:: Text passage ::

# Beer, Tie, Beer, Tie.....



## JRH (Mar 18, 2007)

.....I think I could get used to this tying fly shenanigans.

I decided I was going to start tying flies so I stopped by Orlando Outfitters this evening. Chris was very helpful and showed me the ropes. [smiley=thumbup.gif]


I started with some simple clousers tonite. Here are my first two:












Not that I needed a reason to drink beer before my trip to OO...but in the future, if I ever do need a reason, I can now go sit down at my desk and start tying.


----------



## Guest (Jan 25, 2008)

Very nice but I'm sure you would rather hear that from the "circle". 


Bheer sparks creativity.


----------



## tom_in_orl (Dec 9, 2006)

Very cool. How did you like Flies and Lies Thursday night get together they put on?


----------



## ucfsae81 (Dec 5, 2007)

very nice i need some in chartuese color now


----------



## JRH (Mar 18, 2007)

> Very cool. How did you like Flies and Lies Thursday night get together they put on?



They didn't have it last night. He told me they're gonna start it up again the 1st or 2nd Thursday in February. 

He's also gonna start some fly tying classes for beginner and advanced tying. I can't remember the exact details, but anyone can call him at the shop and get the info. Sounds pretty cool.


----------



## Spook (Apr 6, 2007)

Nice job. My first attempts were way crazier looking than that. Those will definitely catch some fish for you. As far as I'm concerned, beer, tie, beer, tie, etc. is the perfect way to wile away the time when when it's too windy/rainy to fish. Check out the Borski DVD's. Cool stuff, and they'll give you some good ideas for coming up with your own patterns.


----------



## deerfly (Mar 10, 2007)

Jason, those look excellent. Like spook said, my first attempts were pretty hideous too, hell even some of my recent stuff is pretty hideous.  Now go catch something on them and you'll be ruined for life to fish with anything but your own flies. - eric


----------



## iMacattack (Dec 11, 2006)

I don't get it... where are the pictures of the beer? ;D  

Nice work!

Cheers


----------



## JRH (Mar 18, 2007)

First couple attempts at seaducers. I think I need less material and maybe a little better selection in the size of saddles I pick out for the tail and body. The chartreuse has a loop weedguard, which was also my first attempt.


----------



## tom_in_orl (Dec 9, 2006)

Looks good. I would like to see how you make a weed guard properly. Anyone have pictures or a link?


----------



## ucfsae81 (Dec 5, 2007)

i really like the chartreuse and the size is good too b/c i haven't seen any that big before looks like they would work good


----------



## JRH (Mar 18, 2007)

> Looks good. I would like to see how you make a weed guard properly. Anyone have pictures or a link?



Not a loop like I tied, but here is one example of a weedguard(and a great website with videos):
www.fishbuzz.tv (Click "Fly Fishing" --> "Tips" --> "Weed Guard")


Another website with pics:
http://flyfisherman.com/ftb/jgweedguards/index.html


----------



## deerfly (Mar 10, 2007)

:::
:: Entries supplied ::

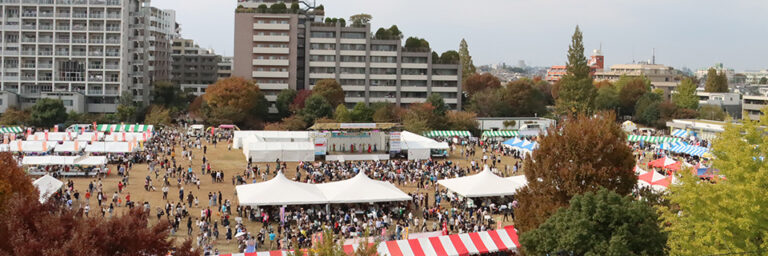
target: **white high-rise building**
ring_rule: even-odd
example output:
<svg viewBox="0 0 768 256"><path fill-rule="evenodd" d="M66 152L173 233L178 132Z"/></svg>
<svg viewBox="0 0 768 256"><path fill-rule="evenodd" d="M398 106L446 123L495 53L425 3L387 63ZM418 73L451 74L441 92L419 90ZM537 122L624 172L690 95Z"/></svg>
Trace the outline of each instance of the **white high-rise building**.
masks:
<svg viewBox="0 0 768 256"><path fill-rule="evenodd" d="M147 0L0 0L0 111L57 98L111 113L123 93L144 100L151 78L168 79L173 34L175 14Z"/></svg>

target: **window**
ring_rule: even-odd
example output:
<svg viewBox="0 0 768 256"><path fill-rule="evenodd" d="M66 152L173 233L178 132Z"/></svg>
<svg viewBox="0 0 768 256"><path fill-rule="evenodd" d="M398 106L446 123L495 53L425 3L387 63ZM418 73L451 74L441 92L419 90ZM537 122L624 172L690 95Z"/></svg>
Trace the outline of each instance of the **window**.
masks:
<svg viewBox="0 0 768 256"><path fill-rule="evenodd" d="M336 33L333 31L312 31L312 33L310 33L310 37L335 38Z"/></svg>
<svg viewBox="0 0 768 256"><path fill-rule="evenodd" d="M341 50L365 51L365 45L364 44L341 44Z"/></svg>

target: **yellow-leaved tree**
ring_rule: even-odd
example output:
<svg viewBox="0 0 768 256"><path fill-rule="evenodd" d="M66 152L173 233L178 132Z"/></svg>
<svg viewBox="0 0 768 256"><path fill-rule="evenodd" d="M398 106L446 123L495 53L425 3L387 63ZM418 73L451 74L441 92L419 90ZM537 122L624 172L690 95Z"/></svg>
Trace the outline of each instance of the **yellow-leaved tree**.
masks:
<svg viewBox="0 0 768 256"><path fill-rule="evenodd" d="M768 122L763 116L762 123ZM713 143L714 168L725 175L703 182L681 172L672 206L661 207L670 255L768 253L768 136L757 122L729 124Z"/></svg>

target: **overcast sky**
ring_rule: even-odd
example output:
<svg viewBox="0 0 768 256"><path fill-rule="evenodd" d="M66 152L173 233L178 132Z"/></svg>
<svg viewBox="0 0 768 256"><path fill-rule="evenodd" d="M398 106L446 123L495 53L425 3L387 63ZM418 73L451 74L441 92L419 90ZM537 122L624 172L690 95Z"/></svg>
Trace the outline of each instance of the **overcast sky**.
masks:
<svg viewBox="0 0 768 256"><path fill-rule="evenodd" d="M311 0L310 0L311 1ZM525 60L565 63L576 25L587 54L602 44L606 64L649 60L693 70L722 62L741 70L768 68L765 0L317 0L327 17L368 13L373 30L397 24L438 52L469 44L475 65ZM236 0L155 0L176 10L182 35L231 55Z"/></svg>

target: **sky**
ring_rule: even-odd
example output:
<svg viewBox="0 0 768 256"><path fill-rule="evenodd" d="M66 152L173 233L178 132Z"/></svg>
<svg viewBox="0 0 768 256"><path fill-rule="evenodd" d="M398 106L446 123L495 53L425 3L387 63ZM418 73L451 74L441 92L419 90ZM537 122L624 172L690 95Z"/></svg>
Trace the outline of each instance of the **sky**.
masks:
<svg viewBox="0 0 768 256"><path fill-rule="evenodd" d="M312 0L308 0L312 1ZM768 68L764 0L316 0L326 17L373 16L372 30L396 24L438 53L467 40L475 65L562 65L576 25L586 54L602 46L606 65L650 60L692 70L715 63ZM176 10L182 36L231 55L236 0L155 0Z"/></svg>

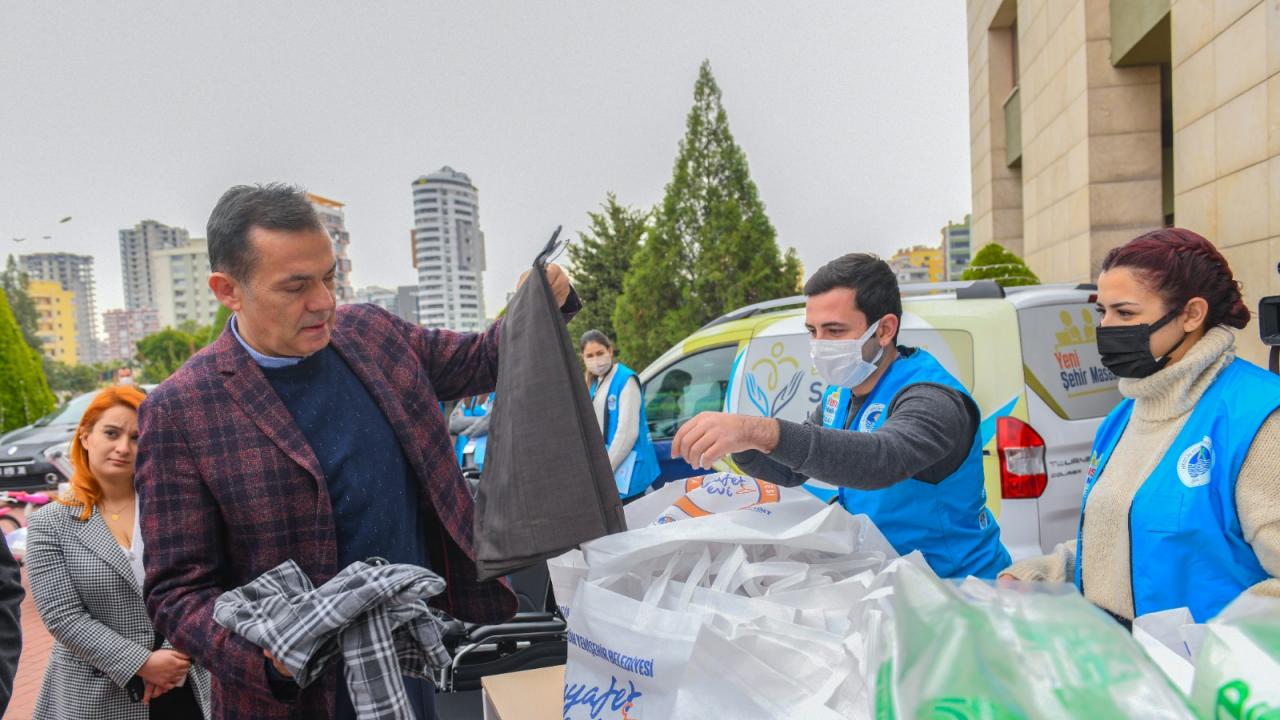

:::

Aim of the task>
Copy the fly-tying thread above word for word, from "They didn't have" up to and including "(Apr 6, 2007)".

Finished answer>
They didn't have it last night. He told me they're gonna start it up again the 1st or 2nd Thursday in February. 

He's also gonna start some fly tying classes for beginner and advanced tying. I can't remember the exact details, but anyone can call him at the shop and get the info. Sounds pretty cool.


----------



## Spook (Apr 6, 2007)